- _DIRECTIONS_
Your reply should be a faithful copy of the records below, free of pictures.

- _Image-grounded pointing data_

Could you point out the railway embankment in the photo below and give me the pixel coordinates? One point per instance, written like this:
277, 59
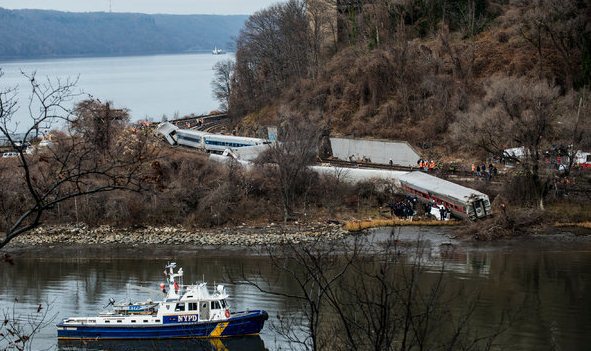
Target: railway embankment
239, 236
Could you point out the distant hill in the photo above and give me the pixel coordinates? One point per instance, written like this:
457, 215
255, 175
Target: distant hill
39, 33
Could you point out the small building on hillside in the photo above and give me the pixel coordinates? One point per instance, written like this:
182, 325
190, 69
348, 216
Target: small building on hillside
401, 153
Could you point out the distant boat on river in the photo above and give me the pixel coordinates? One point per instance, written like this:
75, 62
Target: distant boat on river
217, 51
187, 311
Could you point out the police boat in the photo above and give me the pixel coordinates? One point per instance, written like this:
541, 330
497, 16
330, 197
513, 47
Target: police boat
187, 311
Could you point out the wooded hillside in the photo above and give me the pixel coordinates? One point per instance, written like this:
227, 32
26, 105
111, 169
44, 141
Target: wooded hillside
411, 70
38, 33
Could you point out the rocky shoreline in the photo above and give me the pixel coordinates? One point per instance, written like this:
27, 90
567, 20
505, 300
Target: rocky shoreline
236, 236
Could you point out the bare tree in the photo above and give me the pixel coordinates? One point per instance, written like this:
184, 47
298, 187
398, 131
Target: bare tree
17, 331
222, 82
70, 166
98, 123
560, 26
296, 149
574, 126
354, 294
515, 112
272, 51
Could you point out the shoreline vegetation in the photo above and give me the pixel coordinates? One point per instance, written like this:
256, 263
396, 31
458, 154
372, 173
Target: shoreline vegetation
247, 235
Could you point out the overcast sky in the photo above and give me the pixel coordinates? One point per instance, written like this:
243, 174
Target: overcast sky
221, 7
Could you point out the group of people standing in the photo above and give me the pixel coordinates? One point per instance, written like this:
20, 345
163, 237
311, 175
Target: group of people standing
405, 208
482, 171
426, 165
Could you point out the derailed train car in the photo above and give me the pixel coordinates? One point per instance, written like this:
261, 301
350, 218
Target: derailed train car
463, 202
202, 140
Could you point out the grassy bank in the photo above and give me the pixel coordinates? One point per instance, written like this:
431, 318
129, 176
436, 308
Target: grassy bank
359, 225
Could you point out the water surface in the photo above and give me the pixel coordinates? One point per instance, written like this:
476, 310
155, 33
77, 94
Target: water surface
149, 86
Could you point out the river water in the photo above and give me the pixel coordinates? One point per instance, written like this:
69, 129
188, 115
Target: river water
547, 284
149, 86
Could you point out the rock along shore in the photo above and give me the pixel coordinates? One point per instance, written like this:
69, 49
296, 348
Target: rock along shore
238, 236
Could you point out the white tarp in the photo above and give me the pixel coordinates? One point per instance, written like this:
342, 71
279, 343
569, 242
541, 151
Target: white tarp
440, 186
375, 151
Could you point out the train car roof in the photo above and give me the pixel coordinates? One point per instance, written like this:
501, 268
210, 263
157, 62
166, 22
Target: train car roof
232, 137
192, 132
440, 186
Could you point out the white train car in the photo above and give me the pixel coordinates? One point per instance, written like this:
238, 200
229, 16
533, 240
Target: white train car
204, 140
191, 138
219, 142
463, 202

- _RESPONSE AREA_
Could you point out the railway embankment in the photo below and give me the pixel coordinates? One point per instance, written like this:
277, 59
Target: railway embankment
239, 236
Could you point out the distant hill in the photo above and give me the pixel coordinates? One point per instance, written like this:
457, 215
255, 175
Target: distant hill
39, 33
Could you point out the small building on hillside in the photo above and give me the pixel coordinates? One point per instance, written like this:
182, 325
190, 69
348, 216
Target: small building on hillside
401, 153
Could you point out the distant boat on river in the photo above and give me the pixel coordinates? One point per instance, written like this:
75, 62
Target: distant boat on river
217, 51
187, 311
Could you point out the police boat in the photo above and give me the pixel coordinates? One point per instance, written like this:
541, 330
497, 16
330, 197
513, 47
Target: police boat
187, 311
Could you point out the wooded hillside in the photo above and give me the pixel coordinates? One point per instance, written like this:
227, 32
26, 105
111, 169
44, 141
Target: wooded hillside
411, 70
38, 33
Could you point out the rocky shoreline in the photo above and give me the pixel coordinates? One point per instance, written like this:
27, 90
567, 20
505, 300
Target: rocky shoreline
236, 236
Could you point out the bare tree in the photo above and give me the pixel coordinates? One point per instance, written like this:
184, 47
298, 187
398, 131
Target: bare tree
17, 331
222, 82
70, 166
98, 123
560, 26
296, 149
574, 126
354, 294
515, 112
272, 51
Could you point out the shoreline vegetation in the photo above and give me the pixel coordinates? One point per instance, written like this:
256, 263
396, 31
458, 154
372, 173
Target: shoreline vegetation
247, 235
Could you point out the overcast sky in the photo above and give me the pixel coordinates? One point per instance, written like this:
243, 174
Target: overcast sky
221, 7
Could you point out the group of people standing in the photo above and give me the pixel coordinates? One point per instance, written like this:
20, 345
163, 237
311, 175
Target: group of people standing
405, 208
482, 171
426, 165
Could you point out the derailed train car in the photo above and give me the pixel coordinates? One point per instance, written like this:
261, 301
350, 218
Target: derailed train car
463, 202
202, 140
Could you point out the grassy bank in the photo above and give me the pixel coordinates? One point per instance, written like this:
431, 318
129, 176
436, 308
Target: grassy bank
359, 225
Could you point out the water surface in the photo above and give me the pixel coordinates? One point per instance, written like this:
476, 310
155, 33
77, 94
Target: water surface
149, 86
Could you point out the river water in the photo above and give me the pixel coordinates? One point per instance, written like this:
69, 129
188, 115
Target: river water
547, 284
149, 86
Could you point out the rock along shore in the photo above and give me the pixel coordinates? One point per instance, written like this:
69, 49
296, 348
Target: rock along shore
238, 236
Could you point out the white tarp in the photo above and give me the pixel coordinates? One point per instance, written like this:
342, 71
279, 343
569, 242
541, 151
Target: white tarp
440, 186
375, 151
Could you point out the train car roof in the photo above and give me the pixel coordinates? One point per instance, written like this:
501, 268
210, 263
157, 62
166, 22
Target: train car roof
232, 137
192, 132
440, 186
Could you point out the white train car in the photo above and give me the pixel coordinates? One point per instance, written like this:
238, 200
229, 16
533, 240
Target: white train car
204, 140
191, 138
219, 142
463, 202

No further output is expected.